Instruction A
Which lines of the entries below contain the string "rider"? Show each of those lines in full. Case counts.

Page excerpt
—————

Around the time you met him, Kanye had as close to perfect individual style as seems possible. It was as eccentric as it was cohesive: an odd mixture of super-luxe sweats, shredded jeans and post-apocalyptic military gear. Nothing he wore fit in any conventional sense, but somehow everything fit his body perfectly. And his body, incidentally, was perfectly suited for the type of clothes he was wearing; in his own formulation it was all chest and no legs.
I’ve bought more than a few items of clothing with Kanye in mind (most recently an army surplus raincoat that looks like it is made from industrial garbage bags and a pair of olive high-top sneakers from Uniqlo that I will probably never wear) but his style tends to be so singular that it isn’t instructive. Just think about how average everyone else looks in a bomber jacket and you’ll have some sense of what I’m talking about.
But leading up to the launch of The Life of Pablo Kanye was wearing a lot of “long sleeves”, a look that I will forever associate with the black metal fandom of my brothers. I guess that must have been the point, as the merch from the Pablo tour was flooded with things that felt metal to me: the long sleeves, the Teutonic script, the black hoodies.
This was right when I was making the transition to being at home all the time. So with Kanye somewhere deep in my sartorial unconscious and looking for clothing that was suited to the home life, I bought this:
I was trying to find ways to set the tone, to not let the fact that I was finally dressing for myself – and not just paying lip service to the idea that I was – descend into a universe of sweat pants and T-shirts. Well guess what, Ralph; I’m sitting here writing you this letter in my underwear.
I had imagined a lot for this time I have now. I had ambitions that went beyond the promise, broken almost immediately, to get dressed every day. I had imagined I would be making music. I would be writing. I would be reading. I imagined that I was the perfect candidate for what I was calling a “self-determined life.” But it is hard.
Above and beyond the chasm of time that each day has come to represent, a chasm that must be bridged with focus and self-determination, the very times we live in are so distracting as to make writing these letters almost impossible. Last week I said that I have so much more to say about Kanye, and I do, but doesn’t last week feel like an eternity ago?
I wanted to write to you about how even though I have loved music intensely for as long as I can remember, have been defined by music and have defined myself through music, there had never been – up to the point when I was closing down the retail store where I had worked for the previous 12 years just before this period of my “self-determined” living began, a period of great strain and stress for me – there had never been music that got me through something. But Kanye got me through that period, when I was alone in a cavernous empty store, sorting through years of paperwork, trying to make sense of the future before me and the time I had spent not doing all those things I imagined I would have done with my life. When I needed succour and salvation I played ‘Ultralight Beam’. When I needed something to match the rage that uncertainty so often folds into, I played Yeezus as loud as I could. It was the first time, after a life spent obsessing over music, that music got me through something.

—————

Instruction B
In the letter about Kanye above, which song did the writer play when needing succour and salvation?

—————

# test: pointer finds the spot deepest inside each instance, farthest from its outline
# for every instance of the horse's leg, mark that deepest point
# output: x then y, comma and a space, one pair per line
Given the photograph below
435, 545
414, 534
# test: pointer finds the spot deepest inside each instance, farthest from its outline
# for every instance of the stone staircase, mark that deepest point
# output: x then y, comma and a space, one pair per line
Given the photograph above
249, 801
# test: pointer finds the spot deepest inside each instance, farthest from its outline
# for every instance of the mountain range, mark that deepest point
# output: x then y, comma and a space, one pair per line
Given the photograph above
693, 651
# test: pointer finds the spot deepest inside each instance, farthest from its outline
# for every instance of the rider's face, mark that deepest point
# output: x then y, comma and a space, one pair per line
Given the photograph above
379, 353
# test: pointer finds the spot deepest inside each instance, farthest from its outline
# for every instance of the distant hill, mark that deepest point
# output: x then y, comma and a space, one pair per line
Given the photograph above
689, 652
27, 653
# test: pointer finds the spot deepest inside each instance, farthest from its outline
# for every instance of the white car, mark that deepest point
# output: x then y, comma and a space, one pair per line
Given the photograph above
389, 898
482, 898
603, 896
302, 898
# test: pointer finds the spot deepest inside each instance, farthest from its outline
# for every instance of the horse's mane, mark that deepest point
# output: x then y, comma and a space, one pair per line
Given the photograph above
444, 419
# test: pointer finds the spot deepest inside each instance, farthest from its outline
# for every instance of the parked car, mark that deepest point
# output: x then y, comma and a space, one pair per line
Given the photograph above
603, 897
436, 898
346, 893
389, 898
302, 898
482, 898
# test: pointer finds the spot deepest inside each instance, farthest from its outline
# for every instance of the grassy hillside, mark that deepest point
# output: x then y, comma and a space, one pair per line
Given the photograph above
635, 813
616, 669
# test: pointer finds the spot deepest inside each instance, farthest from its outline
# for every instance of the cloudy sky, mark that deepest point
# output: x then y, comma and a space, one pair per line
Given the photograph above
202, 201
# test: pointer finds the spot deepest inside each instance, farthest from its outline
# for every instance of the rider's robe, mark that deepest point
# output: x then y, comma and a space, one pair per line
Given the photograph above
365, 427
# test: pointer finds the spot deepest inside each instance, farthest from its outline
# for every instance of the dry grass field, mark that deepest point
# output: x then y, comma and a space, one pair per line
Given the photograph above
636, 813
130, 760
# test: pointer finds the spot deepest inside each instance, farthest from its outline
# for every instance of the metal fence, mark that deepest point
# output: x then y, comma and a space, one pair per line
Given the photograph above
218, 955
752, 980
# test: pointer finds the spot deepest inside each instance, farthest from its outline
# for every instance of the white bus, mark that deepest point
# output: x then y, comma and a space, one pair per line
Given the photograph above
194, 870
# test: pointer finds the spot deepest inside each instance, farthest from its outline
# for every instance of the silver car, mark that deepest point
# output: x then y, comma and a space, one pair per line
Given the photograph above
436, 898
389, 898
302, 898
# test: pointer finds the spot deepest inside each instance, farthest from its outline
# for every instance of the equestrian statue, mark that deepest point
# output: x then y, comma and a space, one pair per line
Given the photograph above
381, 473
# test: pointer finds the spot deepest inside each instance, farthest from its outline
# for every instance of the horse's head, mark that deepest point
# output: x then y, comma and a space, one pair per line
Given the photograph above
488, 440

—————

Problem solution A
# for every instance of the rider's face, mark that deepest point
# for every instance of the rider's robe, mark that deepest point

Problem solution B
‘Ultralight Beam’